> _RICHIESTA DATA_: Puoi convertire tutte le righe dell'elenco qui sotto in una lista numerata, tralasciando quelle vuote?

(Identificazione delle posizioni)
* * * * *

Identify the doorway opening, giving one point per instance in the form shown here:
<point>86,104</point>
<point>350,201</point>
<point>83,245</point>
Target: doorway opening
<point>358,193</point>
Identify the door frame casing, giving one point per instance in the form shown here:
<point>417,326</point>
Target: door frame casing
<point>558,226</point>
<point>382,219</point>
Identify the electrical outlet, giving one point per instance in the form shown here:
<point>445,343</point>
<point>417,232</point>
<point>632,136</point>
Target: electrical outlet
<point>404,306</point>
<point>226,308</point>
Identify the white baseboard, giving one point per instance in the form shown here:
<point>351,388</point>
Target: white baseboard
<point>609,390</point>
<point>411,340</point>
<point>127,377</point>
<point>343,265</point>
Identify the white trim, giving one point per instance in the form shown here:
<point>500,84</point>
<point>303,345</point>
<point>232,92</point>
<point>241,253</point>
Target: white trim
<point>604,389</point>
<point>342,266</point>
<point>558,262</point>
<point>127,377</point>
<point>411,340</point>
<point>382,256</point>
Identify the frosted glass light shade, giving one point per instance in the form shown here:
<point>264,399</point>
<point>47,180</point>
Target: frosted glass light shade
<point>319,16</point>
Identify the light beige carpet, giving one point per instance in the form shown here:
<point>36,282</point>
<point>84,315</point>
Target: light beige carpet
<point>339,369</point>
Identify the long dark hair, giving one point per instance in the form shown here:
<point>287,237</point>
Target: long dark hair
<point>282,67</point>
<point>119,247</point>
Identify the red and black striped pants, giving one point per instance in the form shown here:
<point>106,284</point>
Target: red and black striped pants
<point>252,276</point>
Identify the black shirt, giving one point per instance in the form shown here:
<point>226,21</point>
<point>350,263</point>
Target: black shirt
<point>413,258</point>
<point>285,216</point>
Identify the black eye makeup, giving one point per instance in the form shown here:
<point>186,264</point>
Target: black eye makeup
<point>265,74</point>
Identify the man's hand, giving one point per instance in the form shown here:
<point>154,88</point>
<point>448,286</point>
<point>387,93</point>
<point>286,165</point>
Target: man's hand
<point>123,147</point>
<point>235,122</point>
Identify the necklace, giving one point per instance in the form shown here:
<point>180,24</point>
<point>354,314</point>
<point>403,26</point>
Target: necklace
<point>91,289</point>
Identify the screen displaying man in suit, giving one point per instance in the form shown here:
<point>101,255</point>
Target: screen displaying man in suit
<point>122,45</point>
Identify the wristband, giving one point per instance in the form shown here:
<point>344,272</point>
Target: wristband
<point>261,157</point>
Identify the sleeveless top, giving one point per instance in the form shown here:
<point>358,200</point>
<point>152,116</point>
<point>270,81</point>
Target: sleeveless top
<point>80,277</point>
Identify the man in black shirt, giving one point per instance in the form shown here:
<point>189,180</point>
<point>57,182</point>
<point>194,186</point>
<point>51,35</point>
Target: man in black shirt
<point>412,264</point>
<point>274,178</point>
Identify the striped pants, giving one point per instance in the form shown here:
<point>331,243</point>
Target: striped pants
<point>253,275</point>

* * * * *

> _RISPOSTA SCRITTA_:
1. Identify the doorway opening, giving one point per instance in the form shown here:
2. <point>86,104</point>
3. <point>350,201</point>
4. <point>83,245</point>
5. Target: doorway opening
6. <point>358,193</point>
7. Identify the door frame casing, giving one point per instance in the form shown here:
8. <point>417,326</point>
9. Target: door frame casing
10. <point>558,226</point>
11. <point>382,219</point>
12. Identify the electrical outlet, giving one point per instance in the form shown here:
13. <point>445,343</point>
14. <point>417,232</point>
15. <point>632,136</point>
16. Target: electrical outlet
17. <point>404,306</point>
18. <point>226,308</point>
19. Identify the white baseboard, giving one point per instance in the form shown here:
20. <point>351,388</point>
21. Target: white baseboard
22. <point>609,390</point>
23. <point>411,340</point>
24. <point>127,377</point>
25. <point>343,265</point>
26. Identify the white trim, giving one point per instance in the form shown here:
27. <point>500,84</point>
28. <point>303,345</point>
29. <point>232,92</point>
30. <point>241,253</point>
31. Target: white trim
32. <point>604,389</point>
33. <point>342,266</point>
34. <point>558,262</point>
35. <point>127,377</point>
36. <point>411,340</point>
37. <point>382,256</point>
38. Identify the frosted glass light shade, giving one point per instance in the form shown here:
39. <point>264,399</point>
40. <point>47,180</point>
41. Target: frosted glass light shade
42. <point>319,16</point>
43. Identify the light beige carpet, giving one point per instance in the form shown here:
44. <point>36,282</point>
45. <point>84,315</point>
46. Target: light beige carpet
47. <point>339,369</point>
48. Identify the long dark hair, giving one point per instance in the form shown here:
49. <point>287,237</point>
50. Target: long dark hair
51. <point>282,67</point>
52. <point>119,247</point>
53. Identify the red and black striped pants, giving one point per instance in the form shown here:
54. <point>106,284</point>
55. Target: red and black striped pants
56. <point>252,276</point>
57. Identify the black shirt, giving one point per instance in the form shown here:
58. <point>226,21</point>
59. <point>350,263</point>
60. Target: black shirt
61. <point>413,258</point>
62. <point>285,216</point>
63. Identify the black eye makeup, giving one point per instance in the form shown here:
64. <point>186,264</point>
65. Target: black eye makeup
66. <point>265,74</point>
67. Identify the man's hand, giving one point per instance in the form shown here:
68. <point>154,88</point>
69. <point>448,286</point>
70. <point>387,93</point>
71. <point>286,165</point>
72. Target: man's hand
73. <point>123,147</point>
74. <point>235,122</point>
75. Identify the necklace, giving one point per instance in the form shown here:
76. <point>180,24</point>
77. <point>354,314</point>
78. <point>403,26</point>
79. Target: necklace
80. <point>91,289</point>
81. Identify the screen displaying man in suit, giving one point per instance in the form shown here:
82. <point>101,255</point>
83. Target: screen displaying man in suit
84. <point>122,45</point>
85. Identify the wristband, giving one point per instance in the form shown here:
86. <point>344,272</point>
87. Target: wristband
88. <point>261,157</point>
89. Identify the sleeveless top, giving one point per instance in the form shown here:
90. <point>358,200</point>
91. <point>152,116</point>
92. <point>270,81</point>
93. Target: sleeveless top
94. <point>80,277</point>
95. Identify the man in black shirt, giving one point per instance in the form shown here:
96. <point>189,180</point>
97. <point>57,182</point>
98. <point>194,186</point>
99. <point>51,35</point>
100. Target: man in black shirt
101. <point>412,264</point>
102. <point>274,178</point>
103. Identify the striped pants, giving one point per instance in the form shown here:
104. <point>331,243</point>
105. Target: striped pants
106. <point>253,275</point>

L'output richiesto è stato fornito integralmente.